(Requirement):
Whenever a line carries the word "side", pull it out of the entries.

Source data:
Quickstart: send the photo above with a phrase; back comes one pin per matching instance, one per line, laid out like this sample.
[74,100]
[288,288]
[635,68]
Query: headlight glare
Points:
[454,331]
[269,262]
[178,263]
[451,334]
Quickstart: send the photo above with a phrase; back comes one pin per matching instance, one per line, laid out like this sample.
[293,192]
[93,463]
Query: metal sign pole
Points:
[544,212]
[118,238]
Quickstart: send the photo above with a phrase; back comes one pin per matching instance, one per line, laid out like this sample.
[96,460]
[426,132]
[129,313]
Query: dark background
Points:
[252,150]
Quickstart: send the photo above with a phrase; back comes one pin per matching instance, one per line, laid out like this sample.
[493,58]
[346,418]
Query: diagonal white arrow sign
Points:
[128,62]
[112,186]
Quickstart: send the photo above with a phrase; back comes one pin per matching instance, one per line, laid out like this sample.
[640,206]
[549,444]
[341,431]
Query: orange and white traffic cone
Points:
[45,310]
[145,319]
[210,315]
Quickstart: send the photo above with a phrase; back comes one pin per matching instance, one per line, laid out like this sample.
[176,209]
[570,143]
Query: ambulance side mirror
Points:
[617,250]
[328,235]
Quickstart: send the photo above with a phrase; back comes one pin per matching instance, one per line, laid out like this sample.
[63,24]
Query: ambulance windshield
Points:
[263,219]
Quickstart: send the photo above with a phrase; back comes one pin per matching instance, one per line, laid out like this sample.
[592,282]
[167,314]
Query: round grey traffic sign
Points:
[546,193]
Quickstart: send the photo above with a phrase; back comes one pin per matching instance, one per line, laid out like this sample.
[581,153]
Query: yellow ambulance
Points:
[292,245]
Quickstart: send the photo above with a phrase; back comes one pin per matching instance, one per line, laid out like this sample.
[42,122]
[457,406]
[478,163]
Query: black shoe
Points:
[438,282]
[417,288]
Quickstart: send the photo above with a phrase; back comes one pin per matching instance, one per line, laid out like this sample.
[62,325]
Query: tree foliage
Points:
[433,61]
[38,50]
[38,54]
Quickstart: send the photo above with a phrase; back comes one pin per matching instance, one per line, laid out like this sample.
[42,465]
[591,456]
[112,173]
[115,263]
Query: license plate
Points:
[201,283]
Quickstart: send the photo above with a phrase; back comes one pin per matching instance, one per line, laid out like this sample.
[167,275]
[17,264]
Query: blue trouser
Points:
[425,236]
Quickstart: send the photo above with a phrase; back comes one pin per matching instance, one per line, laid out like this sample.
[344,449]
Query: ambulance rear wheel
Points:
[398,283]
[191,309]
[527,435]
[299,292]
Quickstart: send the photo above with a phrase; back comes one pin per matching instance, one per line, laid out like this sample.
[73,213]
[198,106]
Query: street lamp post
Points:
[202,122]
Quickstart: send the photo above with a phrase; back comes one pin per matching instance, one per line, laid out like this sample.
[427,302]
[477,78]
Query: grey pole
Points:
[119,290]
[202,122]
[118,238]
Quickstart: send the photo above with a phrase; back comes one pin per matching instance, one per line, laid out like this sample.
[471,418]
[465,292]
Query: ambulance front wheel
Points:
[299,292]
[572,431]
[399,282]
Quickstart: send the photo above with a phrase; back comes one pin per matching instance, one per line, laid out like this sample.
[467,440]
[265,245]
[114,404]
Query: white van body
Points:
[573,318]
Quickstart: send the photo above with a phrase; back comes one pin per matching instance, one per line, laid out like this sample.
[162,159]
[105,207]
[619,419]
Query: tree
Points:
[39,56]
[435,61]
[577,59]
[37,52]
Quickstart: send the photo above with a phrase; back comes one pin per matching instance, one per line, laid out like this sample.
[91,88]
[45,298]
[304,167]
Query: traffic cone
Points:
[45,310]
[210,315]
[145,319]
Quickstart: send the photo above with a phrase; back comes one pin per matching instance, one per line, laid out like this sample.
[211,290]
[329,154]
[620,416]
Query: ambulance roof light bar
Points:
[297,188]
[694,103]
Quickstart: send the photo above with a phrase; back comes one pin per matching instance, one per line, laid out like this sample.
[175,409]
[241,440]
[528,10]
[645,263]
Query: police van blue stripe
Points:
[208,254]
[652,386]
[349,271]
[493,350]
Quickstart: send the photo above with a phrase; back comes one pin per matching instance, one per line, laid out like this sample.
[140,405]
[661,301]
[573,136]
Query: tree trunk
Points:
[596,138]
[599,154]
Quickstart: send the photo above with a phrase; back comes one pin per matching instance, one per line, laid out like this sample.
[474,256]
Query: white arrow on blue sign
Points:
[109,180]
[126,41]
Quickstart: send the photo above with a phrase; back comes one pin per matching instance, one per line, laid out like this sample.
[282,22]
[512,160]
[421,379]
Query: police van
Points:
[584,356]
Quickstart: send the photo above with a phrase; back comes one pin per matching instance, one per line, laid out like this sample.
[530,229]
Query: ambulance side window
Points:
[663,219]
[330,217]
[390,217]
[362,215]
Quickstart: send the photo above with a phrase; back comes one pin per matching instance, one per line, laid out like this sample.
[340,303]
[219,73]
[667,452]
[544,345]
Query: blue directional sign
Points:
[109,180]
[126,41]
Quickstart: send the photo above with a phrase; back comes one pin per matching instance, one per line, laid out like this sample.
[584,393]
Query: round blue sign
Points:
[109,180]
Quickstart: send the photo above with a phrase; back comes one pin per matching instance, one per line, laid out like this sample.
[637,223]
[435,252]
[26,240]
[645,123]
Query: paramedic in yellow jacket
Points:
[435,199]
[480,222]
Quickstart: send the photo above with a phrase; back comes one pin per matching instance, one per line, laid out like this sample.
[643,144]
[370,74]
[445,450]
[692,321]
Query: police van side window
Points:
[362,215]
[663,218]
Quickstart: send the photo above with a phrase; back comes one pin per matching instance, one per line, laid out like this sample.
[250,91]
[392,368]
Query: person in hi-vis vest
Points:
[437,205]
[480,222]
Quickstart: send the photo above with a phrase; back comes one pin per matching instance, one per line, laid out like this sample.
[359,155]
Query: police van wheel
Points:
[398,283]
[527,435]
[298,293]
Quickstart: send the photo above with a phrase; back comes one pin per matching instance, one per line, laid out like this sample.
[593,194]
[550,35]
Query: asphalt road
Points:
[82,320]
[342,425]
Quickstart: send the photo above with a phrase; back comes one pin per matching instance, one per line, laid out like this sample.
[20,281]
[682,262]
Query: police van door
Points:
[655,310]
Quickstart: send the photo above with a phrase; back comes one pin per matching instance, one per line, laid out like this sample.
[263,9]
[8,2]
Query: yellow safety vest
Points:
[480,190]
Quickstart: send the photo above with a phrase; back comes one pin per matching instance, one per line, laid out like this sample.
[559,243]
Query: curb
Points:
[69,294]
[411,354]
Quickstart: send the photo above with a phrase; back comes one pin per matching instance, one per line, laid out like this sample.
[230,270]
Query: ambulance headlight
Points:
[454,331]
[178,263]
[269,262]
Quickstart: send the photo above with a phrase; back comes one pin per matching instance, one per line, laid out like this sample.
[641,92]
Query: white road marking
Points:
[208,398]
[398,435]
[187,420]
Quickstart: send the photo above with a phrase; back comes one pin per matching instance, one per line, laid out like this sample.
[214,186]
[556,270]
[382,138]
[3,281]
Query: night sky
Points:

* * *

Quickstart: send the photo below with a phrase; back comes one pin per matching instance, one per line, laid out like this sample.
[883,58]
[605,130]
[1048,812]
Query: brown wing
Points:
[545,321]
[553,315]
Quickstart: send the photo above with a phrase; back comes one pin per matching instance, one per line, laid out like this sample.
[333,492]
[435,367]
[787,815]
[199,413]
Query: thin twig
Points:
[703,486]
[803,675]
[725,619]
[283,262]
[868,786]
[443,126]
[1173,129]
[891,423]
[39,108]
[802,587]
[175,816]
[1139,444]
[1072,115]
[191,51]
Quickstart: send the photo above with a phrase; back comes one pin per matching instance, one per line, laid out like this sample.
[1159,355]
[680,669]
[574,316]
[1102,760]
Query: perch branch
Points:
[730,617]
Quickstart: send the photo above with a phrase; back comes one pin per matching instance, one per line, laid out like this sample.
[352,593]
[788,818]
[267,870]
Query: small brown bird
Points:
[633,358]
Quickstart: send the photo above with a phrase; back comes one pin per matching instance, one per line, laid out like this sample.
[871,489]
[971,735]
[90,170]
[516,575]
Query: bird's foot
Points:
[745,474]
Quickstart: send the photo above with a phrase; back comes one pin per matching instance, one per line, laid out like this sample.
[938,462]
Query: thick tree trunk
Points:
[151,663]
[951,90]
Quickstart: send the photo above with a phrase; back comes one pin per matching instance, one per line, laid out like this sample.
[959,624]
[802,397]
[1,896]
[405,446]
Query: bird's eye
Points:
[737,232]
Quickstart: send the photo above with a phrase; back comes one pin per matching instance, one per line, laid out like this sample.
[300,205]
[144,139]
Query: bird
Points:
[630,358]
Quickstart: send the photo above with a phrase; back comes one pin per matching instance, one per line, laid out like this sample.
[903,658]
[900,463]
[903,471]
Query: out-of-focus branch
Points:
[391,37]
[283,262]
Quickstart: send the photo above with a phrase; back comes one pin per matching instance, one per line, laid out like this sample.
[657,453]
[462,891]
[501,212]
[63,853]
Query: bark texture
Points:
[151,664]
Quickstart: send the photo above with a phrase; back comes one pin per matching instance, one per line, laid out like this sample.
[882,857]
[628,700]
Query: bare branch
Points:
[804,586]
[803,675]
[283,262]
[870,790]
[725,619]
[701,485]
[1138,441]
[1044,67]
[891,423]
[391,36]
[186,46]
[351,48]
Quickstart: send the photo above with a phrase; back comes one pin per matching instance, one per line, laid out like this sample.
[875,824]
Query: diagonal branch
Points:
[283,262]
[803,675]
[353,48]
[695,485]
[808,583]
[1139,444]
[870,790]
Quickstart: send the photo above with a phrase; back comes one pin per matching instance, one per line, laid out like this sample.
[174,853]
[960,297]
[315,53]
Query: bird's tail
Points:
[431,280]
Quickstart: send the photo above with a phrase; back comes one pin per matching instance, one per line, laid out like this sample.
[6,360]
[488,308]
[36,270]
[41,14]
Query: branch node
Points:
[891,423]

(Your response):
Query: ambulance side mirror
Query: ambulance side window
Query: police van side window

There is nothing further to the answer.